-- START Source data --

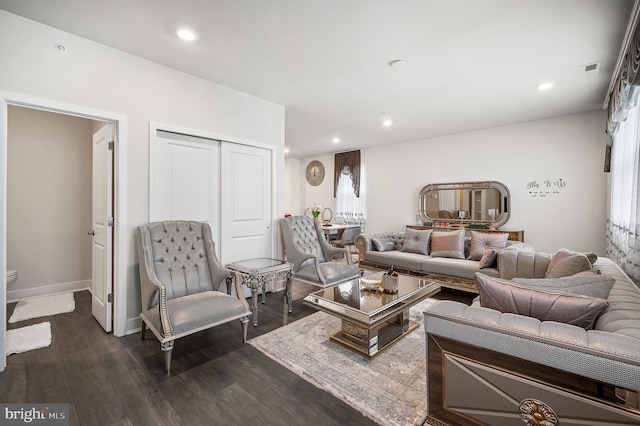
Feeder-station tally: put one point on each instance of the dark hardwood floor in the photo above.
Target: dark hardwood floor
(215, 379)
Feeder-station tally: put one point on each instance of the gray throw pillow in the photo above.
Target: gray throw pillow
(507, 297)
(384, 244)
(591, 285)
(569, 265)
(448, 244)
(481, 241)
(416, 241)
(563, 254)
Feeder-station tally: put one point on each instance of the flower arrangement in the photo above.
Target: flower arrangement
(316, 209)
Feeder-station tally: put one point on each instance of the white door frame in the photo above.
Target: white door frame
(119, 206)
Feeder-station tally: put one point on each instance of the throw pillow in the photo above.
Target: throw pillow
(448, 244)
(489, 258)
(383, 245)
(481, 241)
(569, 265)
(587, 285)
(563, 254)
(416, 241)
(506, 297)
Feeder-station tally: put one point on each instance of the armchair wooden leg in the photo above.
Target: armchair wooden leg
(245, 325)
(167, 349)
(143, 330)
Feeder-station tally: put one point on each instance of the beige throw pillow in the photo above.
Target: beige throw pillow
(563, 254)
(569, 265)
(416, 241)
(448, 244)
(481, 241)
(507, 297)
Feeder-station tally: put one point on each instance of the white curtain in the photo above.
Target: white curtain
(623, 240)
(349, 208)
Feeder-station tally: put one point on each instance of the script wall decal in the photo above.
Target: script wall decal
(545, 188)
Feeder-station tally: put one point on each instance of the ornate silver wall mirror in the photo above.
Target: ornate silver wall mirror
(466, 203)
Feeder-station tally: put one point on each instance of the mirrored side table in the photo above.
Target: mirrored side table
(254, 273)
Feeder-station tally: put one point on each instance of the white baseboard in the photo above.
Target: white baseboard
(133, 326)
(20, 294)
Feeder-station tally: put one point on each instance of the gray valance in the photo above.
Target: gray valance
(347, 163)
(625, 91)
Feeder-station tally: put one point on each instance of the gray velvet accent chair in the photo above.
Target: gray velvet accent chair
(311, 254)
(180, 279)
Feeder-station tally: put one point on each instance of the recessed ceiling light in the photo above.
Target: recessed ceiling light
(186, 34)
(545, 86)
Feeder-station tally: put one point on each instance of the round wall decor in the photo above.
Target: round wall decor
(315, 173)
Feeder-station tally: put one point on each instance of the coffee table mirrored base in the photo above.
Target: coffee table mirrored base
(371, 321)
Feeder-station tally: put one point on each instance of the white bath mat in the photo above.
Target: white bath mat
(28, 338)
(43, 306)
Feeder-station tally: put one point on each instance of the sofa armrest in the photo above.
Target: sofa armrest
(602, 356)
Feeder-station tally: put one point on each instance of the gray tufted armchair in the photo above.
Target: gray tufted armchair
(311, 254)
(180, 278)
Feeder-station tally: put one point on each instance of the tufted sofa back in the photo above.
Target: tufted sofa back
(181, 253)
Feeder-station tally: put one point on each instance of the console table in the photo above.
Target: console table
(514, 235)
(255, 273)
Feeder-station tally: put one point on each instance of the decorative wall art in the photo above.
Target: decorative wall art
(545, 188)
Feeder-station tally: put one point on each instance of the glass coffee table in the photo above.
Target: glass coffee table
(372, 320)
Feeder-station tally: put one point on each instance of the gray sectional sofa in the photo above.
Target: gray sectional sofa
(448, 272)
(494, 368)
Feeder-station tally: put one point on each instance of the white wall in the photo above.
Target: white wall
(48, 201)
(570, 148)
(95, 76)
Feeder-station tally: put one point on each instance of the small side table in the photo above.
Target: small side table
(254, 273)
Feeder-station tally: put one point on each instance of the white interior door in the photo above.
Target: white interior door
(184, 179)
(246, 203)
(102, 232)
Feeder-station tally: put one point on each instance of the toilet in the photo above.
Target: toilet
(12, 277)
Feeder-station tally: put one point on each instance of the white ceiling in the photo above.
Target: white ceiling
(469, 64)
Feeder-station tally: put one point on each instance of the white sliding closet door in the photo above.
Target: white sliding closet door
(185, 180)
(245, 203)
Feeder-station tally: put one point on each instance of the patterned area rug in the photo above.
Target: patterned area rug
(390, 389)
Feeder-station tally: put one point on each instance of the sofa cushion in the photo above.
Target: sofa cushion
(489, 258)
(416, 241)
(569, 265)
(591, 285)
(507, 297)
(481, 241)
(386, 244)
(448, 244)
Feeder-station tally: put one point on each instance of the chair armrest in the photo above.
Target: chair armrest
(328, 250)
(239, 291)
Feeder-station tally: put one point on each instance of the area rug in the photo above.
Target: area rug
(28, 338)
(43, 306)
(390, 389)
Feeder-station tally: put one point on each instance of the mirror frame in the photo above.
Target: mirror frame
(505, 201)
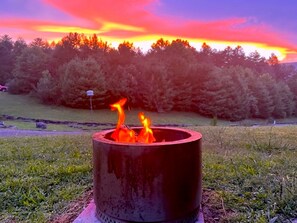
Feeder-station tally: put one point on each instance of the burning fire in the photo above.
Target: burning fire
(123, 134)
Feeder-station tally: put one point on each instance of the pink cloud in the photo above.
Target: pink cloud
(140, 13)
(132, 18)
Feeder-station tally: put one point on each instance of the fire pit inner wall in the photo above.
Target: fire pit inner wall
(156, 182)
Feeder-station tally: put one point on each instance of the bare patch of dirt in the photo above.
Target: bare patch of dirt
(213, 208)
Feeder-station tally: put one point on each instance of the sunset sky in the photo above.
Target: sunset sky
(268, 26)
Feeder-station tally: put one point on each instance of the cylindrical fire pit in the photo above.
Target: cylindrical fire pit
(156, 182)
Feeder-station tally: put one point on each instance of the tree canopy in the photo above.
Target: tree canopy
(171, 76)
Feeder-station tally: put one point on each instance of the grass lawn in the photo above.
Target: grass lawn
(251, 174)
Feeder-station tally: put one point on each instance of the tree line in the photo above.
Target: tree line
(171, 76)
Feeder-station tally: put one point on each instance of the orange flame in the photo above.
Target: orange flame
(146, 134)
(124, 134)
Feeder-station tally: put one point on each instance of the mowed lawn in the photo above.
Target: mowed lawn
(249, 174)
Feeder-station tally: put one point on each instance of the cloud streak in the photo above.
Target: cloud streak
(124, 19)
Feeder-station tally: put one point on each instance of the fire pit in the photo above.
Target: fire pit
(153, 182)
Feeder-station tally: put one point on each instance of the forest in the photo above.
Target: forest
(226, 84)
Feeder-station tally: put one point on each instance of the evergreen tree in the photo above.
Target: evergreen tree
(80, 76)
(6, 59)
(28, 70)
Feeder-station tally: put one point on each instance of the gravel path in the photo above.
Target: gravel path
(22, 133)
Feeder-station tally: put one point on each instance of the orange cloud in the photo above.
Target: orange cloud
(137, 21)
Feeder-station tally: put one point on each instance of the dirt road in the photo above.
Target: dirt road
(22, 133)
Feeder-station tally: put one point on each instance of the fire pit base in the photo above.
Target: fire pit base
(88, 215)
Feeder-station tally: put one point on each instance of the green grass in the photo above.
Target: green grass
(40, 176)
(252, 170)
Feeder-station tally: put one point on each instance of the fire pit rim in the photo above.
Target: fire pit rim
(193, 136)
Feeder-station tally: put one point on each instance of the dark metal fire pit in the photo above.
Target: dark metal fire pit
(156, 182)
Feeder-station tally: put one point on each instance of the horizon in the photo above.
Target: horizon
(255, 26)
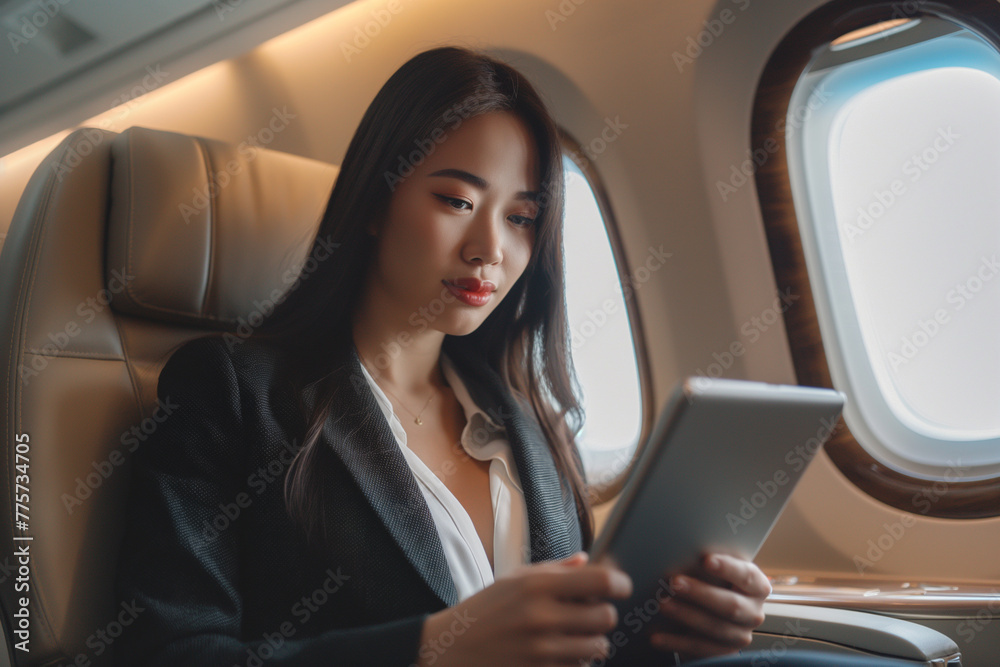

-- END Source data --

## Exercise prompt
Filter the records above down to the lines that contain the word "dark", and copy each one. Matching is case-sensitive.

## Exercise answer
Feeder-station tally: put one point on each instance of the dark hardwood floor in the photo above.
Target: dark hardwood floor
Feeder-station tally: put one point on each instance of the dark metal fire pit in the photo above.
Target: dark metal fire pit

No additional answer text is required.